* BEGIN ENTRIES SHOWN *

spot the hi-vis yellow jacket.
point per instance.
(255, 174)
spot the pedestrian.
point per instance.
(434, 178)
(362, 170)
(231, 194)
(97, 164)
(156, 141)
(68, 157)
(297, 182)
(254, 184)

* END ENTRIES SHOWN *

* WHAT IS REQUIRED
Repeat the data above line for line, without any changes.

* THE SOLUTION
spot the hi-vis yellow jacket.
point per instance.
(255, 174)
spot the pedestrian.
point per instance.
(434, 178)
(362, 170)
(231, 194)
(97, 164)
(156, 141)
(68, 157)
(297, 182)
(254, 184)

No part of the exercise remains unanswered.